-- Excerpted passage --
The meeting took place against a backdrop of rising tensions with Iran, as talks to revive the 2015 nuclear deal stall. 

In contrast to other Gulf states, Qatar is seen as more supportive of a return to the deal. Qatar shares the world’s largest natural gas field with Iran. Its leader, Sheikh Tamim bin Hamad al-Thani, travelled to the Islamic Republic in May in a push to jumpstart stalled talks. Last month, the US and Tehran held indirect negotiations in Doha aimed at reviving the accord.  

Biden Middle East visit: Why an Israel-led security pact is a paper tiger
Read More »

But Qatar’s geographic position also means that it would be vulnerable to any escalation in the region, analysts say.

“The Qataris, like other smaller countries between Saudi Arabia and Iran, are open to exploring greater security coordination with other actors, whether that be Turkey, whether that be Israel as well,” Anna Jacobs, a senior analyst on Gulf states at the International Crisis Group, told MEE.

Asked about the stationing of Israeli military officials at US bases in Qatar, Centcom referred MEE to the Israeli military. The Israeli military refused to comment on the topic.

Lt Col Dave Eastburn, US Central Command spokesman, told MEE in a written response that the “easing of tensions between Israel and its Arab neighbors subsequent to the Abraham Accords has provided a strategic opportunity for the United States to align key partners against shared threats in the Middle East, including our partners in Israel”.

‘Working relationship’

Qatar, a gas-rich country of 2.8 million people, of which only 300,000 are Qatari nationals, has had a complex relationship with Israel.

Qatar was the first country in the Gulf to establish trade relations with Israel. During the Second Intifada, it was reportedly pressured by Saudi Arabia and other states to close its trade office there. A reopened office was subsequently shuttered when Israel launched its 2009 invasion of Gaza.

Qatar has long positioned itself as an advocate of the Palestinian cause. The Al Jazeera Media Network and its affiliates, which are funded by the Government of Qatar, are viewed by many as critical of Israel.

Doha is also close to Hamas, the group that governs the besieged Gaza Strip, and provides hundreds of millions of dollars in aid to Palestinians in both the West Bank and Gaza in coordination with the UN, and with the backing of Israel.

Doha’s leverage with Hamas helped it negotiate a ceasefire to last May’s fighting which saw more than 260 Palestinians killed in Gaza and the occupied West Bank, and 13 in Israel. Following the truce, Qatar pledged $500m in support of Gaza’s reconstruction.

A few months after the ceasefire, Qatar announced new measures to provide aid to impoverished families in Gaza. Defence Minister Benny Gantz praised Doha, stating: “I would like to thank Qatar for taking a positive role as a stabilising actor in the Middle East.”

-- Prompt 1 --
Name every person whose words the article on Qatar and Israel quotes inside quotation marks, and give the role the article assigns to each.
-- Prompt 2 --
Continue the article on Qatar's relationship with Israel, picking up after its last sentence.

-- Extracted data --
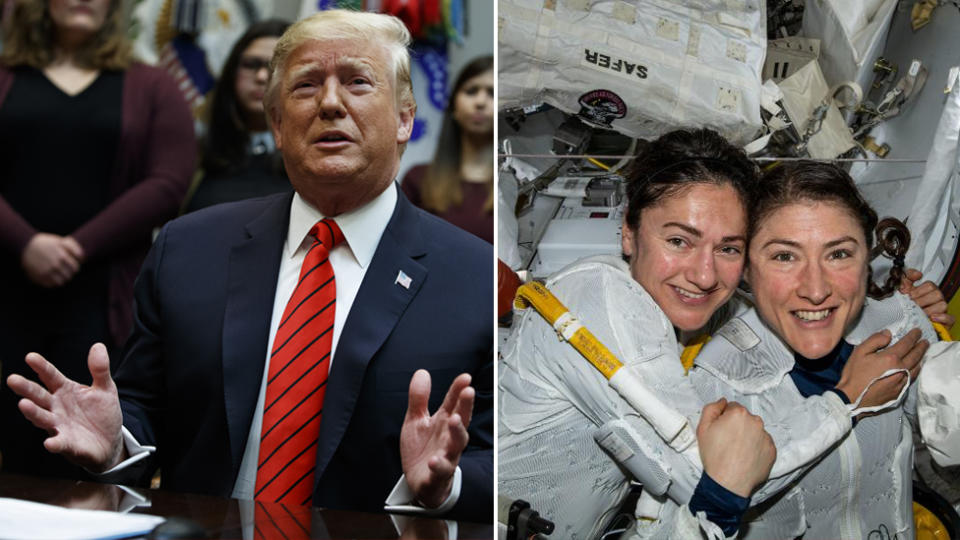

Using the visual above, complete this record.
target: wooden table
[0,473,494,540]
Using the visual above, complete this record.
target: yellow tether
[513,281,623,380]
...
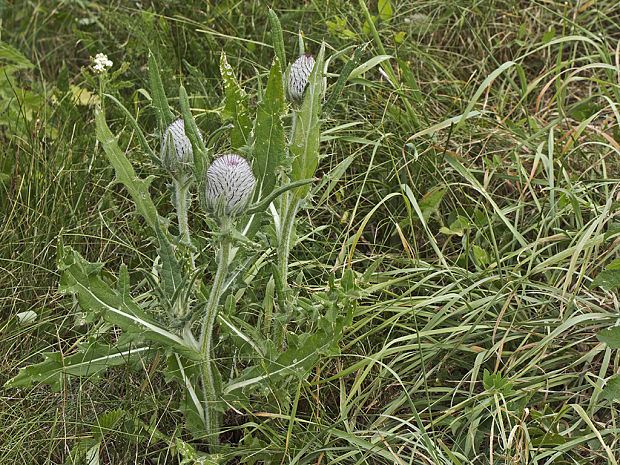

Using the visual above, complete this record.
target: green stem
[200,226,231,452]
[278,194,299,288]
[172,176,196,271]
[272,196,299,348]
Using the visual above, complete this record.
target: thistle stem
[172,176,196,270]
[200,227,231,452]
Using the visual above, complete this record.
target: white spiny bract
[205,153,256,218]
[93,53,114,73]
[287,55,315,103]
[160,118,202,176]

-- Exercise answer 1 --
- Anna Jacobs, a senior analyst on Gulf states at the International Crisis Group
- Lt Col Dave Eastburn, US Central Command spokesman
- Benny Gantz, Defence Minister

-- Exercise answer 2 --
“The Qataris have a win-win situation,” Yoel Guzansky, a Gulf expert at the Institute for National Security Studies (INSS) in Tel Aviv, told MEE.

“They are appreciated on the Palestinian street for not normalising. They have good relations with the US and good relations with Israel.”

Navigating the grey zone

Biden is scheduled to embark on a four-day trip to the Middle East next week, where he will first visit Israel and the occupied West Bank. The visit will then culminate with a major gathering of regional leaders in the Saudi Arabian port city of Jeddah.

Ahead of Biden’s trip, US officials have hinted that new states could take steps to normalise relations with Israel. The US is believed to be negotiating a deal to transfer two Red Sea islands from Egypt to Saudi Arabia, in a move that could eventually pave the way for Riyadh to normalise in the future.

Biden Middle East visit: Why the Arab world needs a new leadership
Read More »

Few expect Qatar to take similar measures.

The State Department denied MEE’s request to discuss Qatar and US normalisation efforts. Qatar also didn’t respond to requests for comment by the time of publication.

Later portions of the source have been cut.